◆ **WHAT YOU SHOULD DO**:
When the string "bengal" occurs in a line of the listing below, return that line.

◆ **EXTRACTED RECORDS**:

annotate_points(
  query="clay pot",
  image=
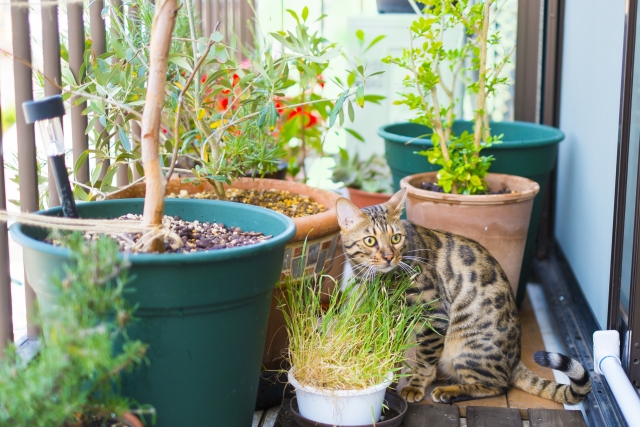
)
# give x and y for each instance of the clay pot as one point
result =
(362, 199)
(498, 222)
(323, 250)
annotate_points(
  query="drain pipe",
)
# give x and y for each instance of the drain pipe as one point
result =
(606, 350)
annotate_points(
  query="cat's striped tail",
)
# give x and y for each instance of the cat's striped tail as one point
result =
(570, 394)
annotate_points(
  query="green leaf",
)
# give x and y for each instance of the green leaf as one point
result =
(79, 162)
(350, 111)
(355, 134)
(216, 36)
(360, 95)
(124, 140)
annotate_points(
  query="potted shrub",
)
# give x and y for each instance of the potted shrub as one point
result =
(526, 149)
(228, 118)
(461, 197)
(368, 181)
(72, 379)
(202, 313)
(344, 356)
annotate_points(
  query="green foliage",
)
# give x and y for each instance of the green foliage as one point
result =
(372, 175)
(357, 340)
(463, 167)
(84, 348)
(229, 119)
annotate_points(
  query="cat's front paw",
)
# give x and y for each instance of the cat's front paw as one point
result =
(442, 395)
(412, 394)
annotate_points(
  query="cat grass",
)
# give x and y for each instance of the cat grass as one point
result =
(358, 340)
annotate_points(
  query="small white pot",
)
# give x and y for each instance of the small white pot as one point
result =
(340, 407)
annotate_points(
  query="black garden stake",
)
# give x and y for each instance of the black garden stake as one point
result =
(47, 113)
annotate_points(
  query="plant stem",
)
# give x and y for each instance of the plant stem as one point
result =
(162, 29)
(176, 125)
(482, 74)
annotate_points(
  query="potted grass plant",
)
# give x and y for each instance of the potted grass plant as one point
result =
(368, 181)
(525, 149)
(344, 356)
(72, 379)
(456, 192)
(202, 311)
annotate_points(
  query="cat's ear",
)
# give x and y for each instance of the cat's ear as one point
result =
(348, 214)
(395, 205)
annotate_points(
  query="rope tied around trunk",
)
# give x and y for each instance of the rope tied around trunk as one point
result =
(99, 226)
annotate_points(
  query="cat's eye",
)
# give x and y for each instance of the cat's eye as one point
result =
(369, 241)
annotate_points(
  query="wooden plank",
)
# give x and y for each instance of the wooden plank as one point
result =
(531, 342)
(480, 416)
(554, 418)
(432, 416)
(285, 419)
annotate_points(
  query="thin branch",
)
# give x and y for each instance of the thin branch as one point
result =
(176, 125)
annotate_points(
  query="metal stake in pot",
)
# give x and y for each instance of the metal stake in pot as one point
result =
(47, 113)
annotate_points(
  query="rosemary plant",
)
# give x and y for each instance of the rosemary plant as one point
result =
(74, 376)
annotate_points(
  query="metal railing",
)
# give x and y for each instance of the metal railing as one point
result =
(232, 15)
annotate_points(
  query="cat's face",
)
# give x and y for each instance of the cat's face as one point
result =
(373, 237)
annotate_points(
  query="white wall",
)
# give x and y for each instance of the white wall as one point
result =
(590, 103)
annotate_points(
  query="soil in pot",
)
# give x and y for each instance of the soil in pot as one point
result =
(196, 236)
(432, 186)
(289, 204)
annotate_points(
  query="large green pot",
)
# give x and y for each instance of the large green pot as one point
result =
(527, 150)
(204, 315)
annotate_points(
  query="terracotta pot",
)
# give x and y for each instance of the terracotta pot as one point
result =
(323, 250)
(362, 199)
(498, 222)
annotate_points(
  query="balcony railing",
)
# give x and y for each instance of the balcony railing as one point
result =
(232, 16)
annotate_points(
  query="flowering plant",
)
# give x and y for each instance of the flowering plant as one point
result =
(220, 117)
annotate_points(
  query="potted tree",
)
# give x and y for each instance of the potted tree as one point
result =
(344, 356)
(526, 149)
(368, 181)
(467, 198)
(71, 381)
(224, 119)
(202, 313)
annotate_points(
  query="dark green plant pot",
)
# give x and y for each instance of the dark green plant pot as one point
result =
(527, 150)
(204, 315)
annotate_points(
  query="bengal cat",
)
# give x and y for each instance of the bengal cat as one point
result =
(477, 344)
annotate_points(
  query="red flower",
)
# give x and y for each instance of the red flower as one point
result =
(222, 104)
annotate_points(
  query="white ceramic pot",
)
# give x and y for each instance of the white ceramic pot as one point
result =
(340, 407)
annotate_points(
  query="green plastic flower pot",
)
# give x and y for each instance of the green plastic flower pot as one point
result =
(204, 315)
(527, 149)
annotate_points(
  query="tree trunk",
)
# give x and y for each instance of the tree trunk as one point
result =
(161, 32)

◆ **EXPECTED ANSWER**:
  query="bengal cat",
# give x and y for each instance of the bengal cat as one point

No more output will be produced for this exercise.